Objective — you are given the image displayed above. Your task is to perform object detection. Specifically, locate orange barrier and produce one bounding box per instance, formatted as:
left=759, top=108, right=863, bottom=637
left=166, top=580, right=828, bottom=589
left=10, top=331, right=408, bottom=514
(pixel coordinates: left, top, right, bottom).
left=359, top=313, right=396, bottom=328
* * *
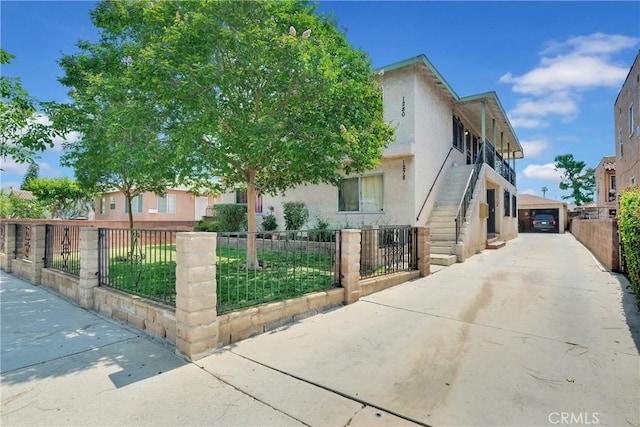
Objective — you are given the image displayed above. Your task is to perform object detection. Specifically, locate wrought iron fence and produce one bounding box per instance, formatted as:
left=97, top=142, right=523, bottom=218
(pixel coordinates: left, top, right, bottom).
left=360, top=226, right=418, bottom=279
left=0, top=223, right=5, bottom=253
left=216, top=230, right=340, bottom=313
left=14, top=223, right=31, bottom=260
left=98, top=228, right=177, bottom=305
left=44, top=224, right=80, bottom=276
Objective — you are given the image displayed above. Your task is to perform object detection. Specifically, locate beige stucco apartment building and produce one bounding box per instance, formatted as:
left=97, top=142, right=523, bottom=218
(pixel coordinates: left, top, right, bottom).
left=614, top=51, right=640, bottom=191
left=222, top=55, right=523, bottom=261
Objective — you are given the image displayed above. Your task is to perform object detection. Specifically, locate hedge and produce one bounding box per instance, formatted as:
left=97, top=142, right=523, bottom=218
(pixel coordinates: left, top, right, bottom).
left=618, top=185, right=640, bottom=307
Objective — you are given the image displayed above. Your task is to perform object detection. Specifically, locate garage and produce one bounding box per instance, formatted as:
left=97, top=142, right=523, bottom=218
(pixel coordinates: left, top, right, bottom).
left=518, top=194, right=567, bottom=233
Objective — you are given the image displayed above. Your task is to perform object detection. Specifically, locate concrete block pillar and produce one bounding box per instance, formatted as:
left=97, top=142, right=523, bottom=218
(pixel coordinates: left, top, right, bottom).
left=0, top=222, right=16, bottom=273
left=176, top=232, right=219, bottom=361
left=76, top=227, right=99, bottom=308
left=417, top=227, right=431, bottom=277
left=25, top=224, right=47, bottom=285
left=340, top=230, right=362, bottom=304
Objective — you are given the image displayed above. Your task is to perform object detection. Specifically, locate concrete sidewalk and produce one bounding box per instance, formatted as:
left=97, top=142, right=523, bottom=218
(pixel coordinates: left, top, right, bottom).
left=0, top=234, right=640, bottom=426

What is being asked:
Show each line in the data above that contains the word "displayed".

Correct output:
Objective — you are given the image displayed above. Your task is to perform object detection. Specifically, locate orange barrier and produce one bounding box per instance, formatted as:
Objective — you are given the image displayed above. Your task is to perform object detection. Specifically, locate wrought iron fence and produce one bounding box per instance, formatted as:
Objective — you are given the image displayed above. Your task is to perform object detection. Specifically, locate beige stucco apartment building and produce one bounding box per instance, formatted as:
Objective — you are given the image displayed above. Your task is to perform object detection. Specifically, locate hedge and produce one bounding box per instance, formatted as:
Objective — you are given the image displayed above. Your task is to perform object detection. Specifically, locate garage and produce one bounding box per instance, formatted as:
Objective — you are given the image displayed above. Your task is to perform object detection. Specifically, locate concrete block pillar and produce one bounding box per instance, formatted as:
Objective — you are given the image displayed above. Your task is to perform object detection. Specifically, locate concrete sidewalk and produce one bounding box per instance, formatted as:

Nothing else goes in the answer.